**** Records

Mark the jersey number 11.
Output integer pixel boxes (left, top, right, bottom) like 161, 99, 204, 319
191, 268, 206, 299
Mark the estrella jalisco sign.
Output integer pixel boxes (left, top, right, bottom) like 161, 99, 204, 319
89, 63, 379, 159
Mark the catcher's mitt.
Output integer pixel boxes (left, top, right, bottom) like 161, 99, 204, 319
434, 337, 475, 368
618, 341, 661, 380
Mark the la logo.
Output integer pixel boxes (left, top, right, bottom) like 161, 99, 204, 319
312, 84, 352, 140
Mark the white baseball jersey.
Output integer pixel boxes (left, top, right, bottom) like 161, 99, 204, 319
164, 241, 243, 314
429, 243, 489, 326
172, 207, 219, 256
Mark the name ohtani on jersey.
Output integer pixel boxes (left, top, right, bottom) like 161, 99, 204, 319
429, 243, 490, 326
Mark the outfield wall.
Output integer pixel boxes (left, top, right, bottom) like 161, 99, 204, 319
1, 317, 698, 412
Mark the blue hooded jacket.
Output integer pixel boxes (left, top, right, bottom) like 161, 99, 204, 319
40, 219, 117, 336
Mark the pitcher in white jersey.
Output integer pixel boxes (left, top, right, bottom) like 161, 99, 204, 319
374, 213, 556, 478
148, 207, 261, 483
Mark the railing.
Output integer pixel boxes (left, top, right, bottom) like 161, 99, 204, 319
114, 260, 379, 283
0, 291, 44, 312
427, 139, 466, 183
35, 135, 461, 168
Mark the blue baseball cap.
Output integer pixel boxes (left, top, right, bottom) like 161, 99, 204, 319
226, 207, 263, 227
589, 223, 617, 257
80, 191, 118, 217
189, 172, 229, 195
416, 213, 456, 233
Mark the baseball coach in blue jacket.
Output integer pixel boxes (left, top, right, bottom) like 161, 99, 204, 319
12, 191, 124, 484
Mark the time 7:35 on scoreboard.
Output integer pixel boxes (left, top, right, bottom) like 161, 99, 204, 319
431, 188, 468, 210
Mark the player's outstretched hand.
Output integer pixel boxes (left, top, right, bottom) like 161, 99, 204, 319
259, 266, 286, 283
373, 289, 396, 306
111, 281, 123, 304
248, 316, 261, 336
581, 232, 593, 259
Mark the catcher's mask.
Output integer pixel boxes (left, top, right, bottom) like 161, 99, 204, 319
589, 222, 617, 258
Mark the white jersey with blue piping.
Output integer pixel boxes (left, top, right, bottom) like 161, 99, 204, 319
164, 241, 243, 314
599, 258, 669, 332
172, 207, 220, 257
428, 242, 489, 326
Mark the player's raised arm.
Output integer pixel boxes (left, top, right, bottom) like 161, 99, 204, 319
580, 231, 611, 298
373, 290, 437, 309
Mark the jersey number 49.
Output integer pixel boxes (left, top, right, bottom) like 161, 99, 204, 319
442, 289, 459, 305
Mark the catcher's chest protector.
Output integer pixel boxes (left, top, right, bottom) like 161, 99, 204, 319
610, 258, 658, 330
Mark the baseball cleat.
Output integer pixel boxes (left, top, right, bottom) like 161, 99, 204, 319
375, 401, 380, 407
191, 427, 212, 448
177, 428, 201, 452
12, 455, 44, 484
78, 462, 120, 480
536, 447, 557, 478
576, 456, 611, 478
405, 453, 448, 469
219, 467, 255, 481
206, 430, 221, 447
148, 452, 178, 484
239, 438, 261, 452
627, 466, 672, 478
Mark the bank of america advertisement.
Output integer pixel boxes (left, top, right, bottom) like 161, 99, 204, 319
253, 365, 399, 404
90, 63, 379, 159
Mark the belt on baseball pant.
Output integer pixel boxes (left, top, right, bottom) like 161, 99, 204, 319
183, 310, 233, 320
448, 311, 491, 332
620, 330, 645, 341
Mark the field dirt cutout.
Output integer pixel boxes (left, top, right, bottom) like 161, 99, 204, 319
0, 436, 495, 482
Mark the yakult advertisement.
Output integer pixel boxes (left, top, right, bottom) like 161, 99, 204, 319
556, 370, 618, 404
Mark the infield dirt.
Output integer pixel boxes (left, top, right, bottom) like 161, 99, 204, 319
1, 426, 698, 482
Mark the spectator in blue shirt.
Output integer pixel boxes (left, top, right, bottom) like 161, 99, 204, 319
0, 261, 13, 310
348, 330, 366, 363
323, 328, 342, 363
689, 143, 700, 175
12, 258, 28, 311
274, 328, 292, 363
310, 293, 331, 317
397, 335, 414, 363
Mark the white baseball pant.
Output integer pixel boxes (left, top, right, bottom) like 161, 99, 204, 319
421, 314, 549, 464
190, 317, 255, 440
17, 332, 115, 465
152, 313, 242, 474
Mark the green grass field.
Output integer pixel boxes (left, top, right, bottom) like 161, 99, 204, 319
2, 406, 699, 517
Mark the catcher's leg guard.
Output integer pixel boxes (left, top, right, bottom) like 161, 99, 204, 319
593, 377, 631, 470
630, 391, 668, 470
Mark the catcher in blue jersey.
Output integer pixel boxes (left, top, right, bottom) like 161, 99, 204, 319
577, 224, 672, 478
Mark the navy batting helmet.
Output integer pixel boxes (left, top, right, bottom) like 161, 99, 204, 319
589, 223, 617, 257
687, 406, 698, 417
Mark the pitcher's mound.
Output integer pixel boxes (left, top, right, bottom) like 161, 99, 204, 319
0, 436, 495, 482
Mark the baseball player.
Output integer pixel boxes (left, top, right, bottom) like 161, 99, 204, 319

********

Try it:
Each line of the listing must appear in the answer exactly as above.

Expected output:
Mark the jersey number 11.
Output integer pixel boxes (left, top, right, bottom) like 161, 99, 204, 319
191, 268, 206, 299
Mark the estrella jalisco sign.
Output integer pixel boxes (left, top, right, bottom) like 161, 99, 204, 319
89, 63, 379, 159
Mark the catcher's mitt.
Output integer pixel boxes (left, top, right, bottom) like 161, 99, 204, 319
434, 337, 475, 368
618, 341, 661, 380
Mark the la logo.
Output integer pixel boxes (left, top, right, bottom) like 161, 99, 204, 319
312, 84, 352, 140
Mark the white baseball jersey.
Output integer pixel boxes (left, top, right, bottom) like 161, 99, 204, 319
164, 241, 243, 314
429, 243, 489, 326
172, 207, 219, 256
Mark the name ohtani on jersey.
Output integer pixel boxes (left, top, right, bottom) like 161, 99, 204, 319
429, 243, 490, 326
Mark the outfield wall.
Output integer pixel boxes (left, top, right, bottom) like 161, 99, 204, 319
1, 317, 698, 412
Mark the blue hooded jacket.
Output integer pixel boxes (left, top, right, bottom) like 161, 99, 204, 319
40, 219, 117, 336
Mark the pitcher in white jersey.
Output integer pixel boxes (left, top, right, bottom) like 161, 99, 204, 319
374, 213, 556, 478
148, 207, 261, 483
Mark the railing.
Output integer pixel boxes (left, top, right, bottom) like 161, 99, 204, 319
114, 260, 379, 283
0, 291, 44, 312
427, 139, 466, 183
35, 135, 461, 168
Mark the blue baseball cap.
Output integer pixel boxes (left, top, right, bottom) like 161, 99, 204, 319
226, 207, 263, 227
589, 223, 617, 257
80, 191, 118, 217
189, 172, 229, 195
416, 213, 456, 233
Mark the baseball coach in blue jacket.
Output integer pixel boxes (left, top, right, bottom) like 161, 99, 204, 319
12, 191, 124, 484
Mark the time 7:35 on scoreboard.
Output integer pixel boxes (left, top, right, bottom) like 161, 99, 204, 319
431, 188, 468, 210
Mark the player's outstretched hand.
Output integer pixel boxes (left, top, right, bottom) like 161, 99, 204, 319
259, 266, 286, 283
373, 289, 396, 306
111, 281, 123, 304
248, 316, 261, 336
581, 232, 593, 259
Mark the catcher's mask.
Output integer pixel boxes (left, top, right, bottom) like 161, 99, 204, 319
589, 222, 617, 258
Mark the white jersey with blue piping.
Output integer pixel boxes (left, top, right, bottom) like 161, 99, 204, 319
164, 241, 243, 314
599, 258, 669, 332
172, 207, 220, 257
428, 242, 489, 326
Mark the player's raised arm.
Output integer pixel boxes (left, top, right, bottom) like 161, 99, 204, 319
580, 231, 611, 298
373, 290, 437, 309
Mark the jersey number 49.
Output integer pixel boxes (left, top, right, bottom) like 161, 99, 204, 319
442, 289, 459, 305
Mark the catcher's chest protector.
Output integer pixel boxes (left, top, right, bottom) like 161, 99, 204, 319
610, 258, 658, 330
Mark the baseball cleat.
Output integer pixel boxes (left, top, right, bottom) like 161, 99, 204, 319
375, 401, 380, 407
191, 427, 212, 448
177, 428, 201, 452
12, 455, 44, 484
78, 462, 120, 480
536, 447, 557, 478
576, 456, 611, 478
405, 453, 448, 469
219, 467, 255, 481
206, 430, 221, 447
148, 452, 178, 484
239, 438, 261, 452
627, 466, 672, 478
Mark the bank of america advertisement.
Output integer pixel boxes (left, top, right, bottom) like 161, 99, 204, 319
253, 365, 399, 404
90, 63, 379, 159
Mark the belt on baseball pant.
Output integer pixel boxes (left, top, right, bottom) like 161, 99, 204, 319
183, 310, 233, 320
448, 311, 491, 332
620, 330, 645, 341
Mark the field dirt cutout.
Output integer pixel boxes (left, top, right, bottom) like 161, 99, 204, 319
0, 436, 495, 482
Mark the yakult advertisement.
Output integer pixel boxes (left, top, right, bottom) like 161, 99, 204, 319
556, 370, 618, 404
Mark the infield dirt.
Output integer pixel boxes (left, top, right, bottom) like 161, 99, 204, 319
1, 426, 698, 482
Mark the spectator in blue shirt.
Output integer pixel boxes (left, top, right, bottom) like 161, 99, 204, 319
0, 261, 13, 310
348, 330, 366, 363
323, 328, 342, 363
689, 143, 700, 175
12, 258, 28, 311
274, 328, 292, 363
310, 293, 331, 317
397, 335, 414, 363
Mark the white baseball pant.
Output integer pixel boxes (left, top, right, bottom) like 161, 99, 204, 319
421, 314, 549, 464
190, 317, 255, 440
17, 332, 115, 465
152, 313, 242, 474
Mark the green grass field.
Output integer pixel boxes (left, top, right, bottom) like 161, 99, 204, 319
2, 406, 699, 517
Mark the catcher's leg guard.
Output integer pixel boxes (left, top, right, bottom) like 161, 99, 204, 319
593, 377, 631, 470
630, 391, 668, 470
Mark the catcher in blue jersey.
Output integer pixel boxes (left, top, right, bottom) like 161, 99, 204, 319
577, 224, 672, 478
Mark the navy batting helmet.
Output integer pixel boxes (left, top, right, bottom) like 161, 99, 204, 319
589, 223, 617, 257
687, 406, 698, 417
Mark the pitcher's mound.
Output integer pixel boxes (left, top, right, bottom) like 161, 99, 204, 319
0, 436, 495, 482
Mark the baseball player.
Output integer pixel boxes (left, top, right, bottom) like 161, 99, 204, 319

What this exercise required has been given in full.